### [Dataset records]
· · · · · · ·

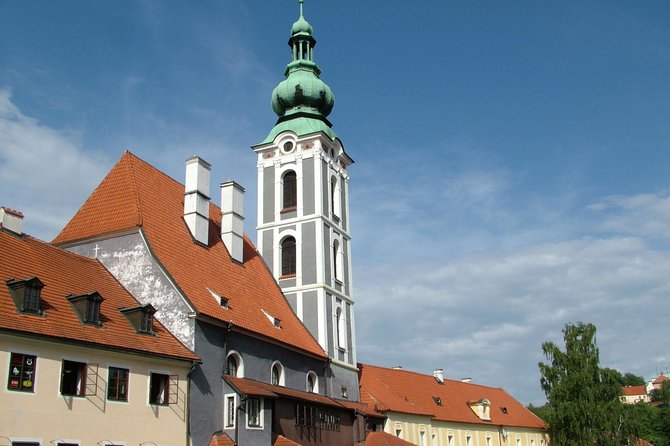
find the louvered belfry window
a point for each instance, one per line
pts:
(288, 257)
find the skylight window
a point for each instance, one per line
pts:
(26, 294)
(222, 301)
(273, 320)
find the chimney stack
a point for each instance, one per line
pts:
(196, 198)
(11, 220)
(232, 219)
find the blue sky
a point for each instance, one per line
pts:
(512, 158)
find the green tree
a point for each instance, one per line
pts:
(584, 399)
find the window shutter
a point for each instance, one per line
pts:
(173, 390)
(91, 379)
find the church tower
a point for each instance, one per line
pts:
(303, 210)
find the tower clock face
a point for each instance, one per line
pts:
(288, 147)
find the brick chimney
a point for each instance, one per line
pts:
(196, 198)
(232, 219)
(11, 220)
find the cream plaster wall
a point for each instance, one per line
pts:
(48, 417)
(436, 433)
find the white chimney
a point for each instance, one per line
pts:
(11, 220)
(232, 219)
(196, 198)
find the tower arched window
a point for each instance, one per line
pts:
(312, 382)
(277, 374)
(337, 260)
(234, 365)
(289, 191)
(288, 257)
(335, 201)
(340, 326)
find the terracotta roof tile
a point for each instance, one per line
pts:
(634, 390)
(383, 439)
(660, 379)
(134, 194)
(413, 393)
(62, 274)
(221, 439)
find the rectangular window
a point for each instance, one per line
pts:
(230, 411)
(73, 378)
(31, 299)
(159, 389)
(117, 386)
(21, 372)
(254, 412)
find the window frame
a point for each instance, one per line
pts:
(170, 388)
(250, 400)
(86, 381)
(280, 381)
(229, 417)
(289, 191)
(239, 364)
(125, 381)
(289, 256)
(32, 371)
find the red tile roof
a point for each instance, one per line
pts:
(383, 439)
(221, 439)
(134, 195)
(634, 390)
(63, 274)
(413, 393)
(660, 379)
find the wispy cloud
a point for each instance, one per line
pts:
(44, 172)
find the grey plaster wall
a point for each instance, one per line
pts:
(308, 254)
(310, 312)
(268, 194)
(308, 198)
(343, 201)
(292, 301)
(329, 325)
(325, 186)
(343, 377)
(350, 338)
(208, 388)
(328, 251)
(129, 260)
(347, 281)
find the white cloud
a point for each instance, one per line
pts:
(642, 214)
(43, 171)
(486, 316)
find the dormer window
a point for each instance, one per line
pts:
(26, 294)
(87, 306)
(481, 408)
(141, 318)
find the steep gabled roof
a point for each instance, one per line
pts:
(64, 274)
(135, 194)
(414, 393)
(634, 390)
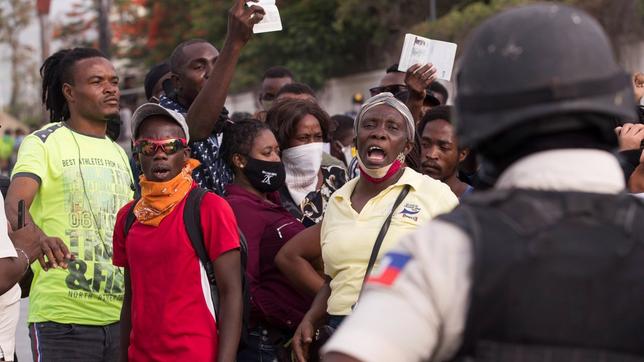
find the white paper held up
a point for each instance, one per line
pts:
(419, 50)
(271, 20)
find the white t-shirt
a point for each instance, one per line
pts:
(9, 301)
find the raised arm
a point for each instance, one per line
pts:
(417, 79)
(209, 102)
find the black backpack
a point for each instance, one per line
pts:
(192, 222)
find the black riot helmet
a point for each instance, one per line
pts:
(534, 71)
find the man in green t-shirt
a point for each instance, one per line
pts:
(74, 180)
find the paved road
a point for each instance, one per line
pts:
(22, 334)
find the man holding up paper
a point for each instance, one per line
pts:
(201, 77)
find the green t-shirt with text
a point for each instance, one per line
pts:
(84, 181)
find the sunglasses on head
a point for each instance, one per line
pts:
(149, 147)
(399, 91)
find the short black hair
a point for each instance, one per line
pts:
(277, 72)
(296, 88)
(393, 69)
(177, 59)
(343, 123)
(239, 138)
(438, 112)
(439, 88)
(55, 71)
(284, 116)
(156, 72)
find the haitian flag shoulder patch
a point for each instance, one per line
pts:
(392, 264)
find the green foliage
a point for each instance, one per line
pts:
(321, 38)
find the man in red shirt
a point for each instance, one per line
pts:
(167, 311)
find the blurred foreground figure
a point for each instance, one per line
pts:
(546, 266)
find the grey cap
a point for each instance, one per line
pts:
(153, 109)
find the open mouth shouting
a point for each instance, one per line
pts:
(376, 155)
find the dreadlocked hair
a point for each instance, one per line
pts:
(56, 71)
(239, 138)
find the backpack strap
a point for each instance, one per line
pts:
(130, 218)
(192, 222)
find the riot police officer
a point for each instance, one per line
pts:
(547, 265)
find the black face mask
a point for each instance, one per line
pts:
(265, 176)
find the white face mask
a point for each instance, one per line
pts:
(302, 164)
(326, 147)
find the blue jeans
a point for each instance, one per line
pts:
(53, 342)
(262, 346)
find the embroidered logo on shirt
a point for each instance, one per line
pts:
(410, 211)
(267, 177)
(390, 267)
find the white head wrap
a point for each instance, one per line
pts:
(388, 99)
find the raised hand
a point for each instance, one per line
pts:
(418, 78)
(241, 20)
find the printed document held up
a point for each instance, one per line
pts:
(271, 20)
(419, 50)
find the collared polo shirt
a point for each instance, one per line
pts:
(348, 237)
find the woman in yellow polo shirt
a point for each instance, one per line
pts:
(355, 214)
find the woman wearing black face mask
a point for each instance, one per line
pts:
(251, 150)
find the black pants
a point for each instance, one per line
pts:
(53, 342)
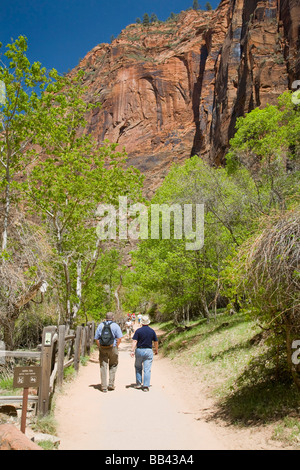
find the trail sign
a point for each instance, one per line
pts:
(26, 377)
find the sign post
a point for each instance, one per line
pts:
(25, 377)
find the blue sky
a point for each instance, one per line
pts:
(61, 32)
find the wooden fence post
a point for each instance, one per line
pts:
(46, 364)
(61, 354)
(84, 339)
(77, 347)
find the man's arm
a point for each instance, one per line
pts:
(133, 346)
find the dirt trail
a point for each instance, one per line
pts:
(165, 418)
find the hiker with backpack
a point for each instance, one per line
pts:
(108, 336)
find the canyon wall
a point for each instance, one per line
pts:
(175, 89)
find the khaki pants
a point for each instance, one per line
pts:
(109, 358)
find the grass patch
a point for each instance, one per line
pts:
(229, 354)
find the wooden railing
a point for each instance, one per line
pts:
(60, 348)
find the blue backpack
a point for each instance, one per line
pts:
(106, 337)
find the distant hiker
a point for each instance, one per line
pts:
(108, 337)
(142, 349)
(129, 328)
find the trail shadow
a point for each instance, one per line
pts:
(96, 387)
(134, 386)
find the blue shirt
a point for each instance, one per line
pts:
(115, 329)
(144, 337)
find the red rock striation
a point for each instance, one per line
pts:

· · · · · · ·

### [Required task]
Exclude the pictures, and transcribe all of the material exactly.

### [The response]
find the louvered belfry window
a point for each instance, one per line
pts:
(288, 257)
find the skylight window
a point for each instance, one per line
pts:
(26, 294)
(222, 301)
(273, 320)
find the chimney stack
a point for each instance, one per line
pts:
(196, 198)
(11, 220)
(232, 219)
find the blue sky
a point for each instance, one per line
pts:
(512, 158)
find the green tree
a point for each instance, one per line
pts:
(584, 399)
find the window shutter
a point for each instance, one per line
pts:
(173, 390)
(91, 379)
find the church tower
a point for each instance, one per line
pts:
(303, 210)
find the tower clock face
a point for each instance, one per line
pts:
(288, 147)
find the brick chimney
a point for each instance, one per line
pts:
(196, 198)
(232, 219)
(11, 220)
find the cream plaster wall
a point for each instance, one per line
pts:
(48, 417)
(436, 433)
find the white chimney
a point for each instance, one per line
pts:
(11, 220)
(232, 219)
(196, 198)
find the tower arched window
a point for each instance, one per line
pts:
(312, 382)
(277, 374)
(337, 260)
(234, 365)
(289, 191)
(288, 257)
(335, 201)
(340, 326)
find the terracotta roof tile
a point for each instance, one per line
pts:
(634, 390)
(383, 439)
(660, 379)
(134, 194)
(413, 393)
(62, 274)
(221, 439)
find the rectangular window
a point for each instance, one per line
pts:
(230, 411)
(73, 378)
(31, 299)
(159, 389)
(117, 386)
(21, 372)
(254, 412)
find the window frame
a point for each instance, one per line
pts:
(170, 388)
(250, 400)
(86, 381)
(280, 381)
(229, 417)
(289, 191)
(239, 364)
(125, 381)
(289, 256)
(32, 371)
find the red tile roof
a point for each instance, one per line
pts:
(383, 439)
(221, 439)
(134, 195)
(634, 390)
(63, 274)
(413, 393)
(660, 379)
find the wispy cloud
a point for each instance, one per line
pts:
(44, 172)
find the grey plaster wall
a point for each instance, one per line
pts:
(308, 254)
(310, 312)
(268, 194)
(308, 198)
(343, 201)
(292, 301)
(329, 325)
(325, 186)
(343, 377)
(350, 338)
(208, 388)
(328, 251)
(129, 260)
(347, 281)
find the white cloud
a point for each instance, one per line
pts:
(642, 214)
(43, 171)
(486, 316)
find the dormer window
a point for each instance, one per line
pts:
(26, 294)
(87, 306)
(481, 408)
(141, 318)
find the steep gabled roof
a point for each instance, one per line
pts:
(64, 274)
(135, 194)
(414, 393)
(634, 390)
find the white paper held up
a point for each instance, one per line
pts:
(419, 50)
(271, 20)
find the white t-shirt
a point for each instance, one per line
pts:
(9, 301)
find the raised arm
a point for each instance, one per line
pts:
(417, 79)
(209, 102)
find the black backpack
a point for each instance, one per line
pts:
(192, 222)
find the black riot helmet
a point for each instance, one per line
pts:
(534, 71)
find the man in green t-shirt
a point for each instance, one per line
pts:
(74, 180)
find the paved road
a point for each instance, one per line
pts:
(22, 334)
find the man holding up paper
a point for each instance, one per line
pts:
(201, 77)
find the green t-shirt with text
a point for each instance, one per line
pts:
(84, 181)
find the sunglasses on head
a point for each instance, one per line
pts:
(149, 147)
(399, 91)
find the short black hair
a point for each instance, one per line
pts:
(277, 72)
(296, 88)
(393, 69)
(177, 59)
(343, 123)
(239, 138)
(438, 112)
(439, 88)
(55, 71)
(284, 116)
(156, 72)
find the haitian flag shoulder patch
a point for each instance, one per line
pts:
(392, 264)
find the green foliage
a point for each instance, one per line
pts:
(321, 38)
find the man in red shirt
a point for each instance, one per line
pts:
(167, 311)
find the blurred foreground figure
a point for each instance, one per line
pts:
(546, 266)
find the grey cap
a point for each instance, one per line
pts:
(153, 109)
find the open mouth shouting
a point for each instance, one per line
pts:
(376, 155)
find the dreadlocked hair
a point for each instance, one per line
pts:
(56, 71)
(239, 138)
find the backpack strap
a point for each instance, one per line
pts:
(130, 218)
(192, 222)
find the riot police officer
a point for each instance, one per line
pts:
(547, 265)
find the black face mask
a point for each instance, one per line
pts:
(265, 176)
find the white face mask
a point for each instance, one per line
pts:
(302, 164)
(326, 147)
find the blue jeans
a point for each instance, one per line
pts:
(53, 342)
(262, 346)
find the embroidered logo on shirt
a point for each instance, one per line
pts:
(410, 211)
(267, 177)
(390, 267)
find the white head wrap
a point for each instance, one per line
pts:
(388, 99)
find the raised hand
a point for each instance, one per line
pts:
(418, 78)
(241, 20)
find the printed document held up
a point for each instance, one per line
pts:
(271, 20)
(419, 50)
find the collared polo shirt
a point for each instance, one per line
pts:
(348, 237)
find the woman in yellow polo shirt
a point for each instance, one per line
pts:
(355, 214)
find the woman wearing black face mask
a point for each instance, one per line
pts:
(251, 150)
find the black pants
a point for each instance, one per line
pts:
(53, 342)
find the trail sign
a point for each instance, one per line
pts:
(26, 377)
find the sign post
a point for each instance, one per line
pts:
(25, 377)
find the blue sky
a point for each instance, one per line
pts:
(61, 32)
find the wooden fence post
a point for each instance, one per line
pts:
(46, 364)
(61, 354)
(84, 339)
(77, 347)
find the man's arm
a point for each instance, one per line
pts:
(133, 346)
find the dirt trail
a point for each instance, one per line
pts:
(165, 418)
find the hiker with backpack
a point for each instance, one per line
pts:
(108, 336)
find the canyon wall
a point for each instance, one per line
pts:
(175, 89)
find the khaki pants
a point for each instance, one per line
pts:
(109, 358)
find the grass patch
a point for each instance, one per line
pts:
(229, 354)
find the wooden railing
a point for each instance, one per line
pts:
(60, 348)
find the blue backpack
a point for each instance, one per line
pts:
(106, 337)
find the distant hiker
a point for each instance, one per line
pts:
(108, 337)
(142, 349)
(129, 328)
find the trail shadow
a point for each instance, one per line
pts:
(96, 387)
(134, 386)
find the blue shirt
a point for each instance, one per line
pts:
(115, 329)
(144, 337)
find the red rock striation
a point for each instance, one per line
pts:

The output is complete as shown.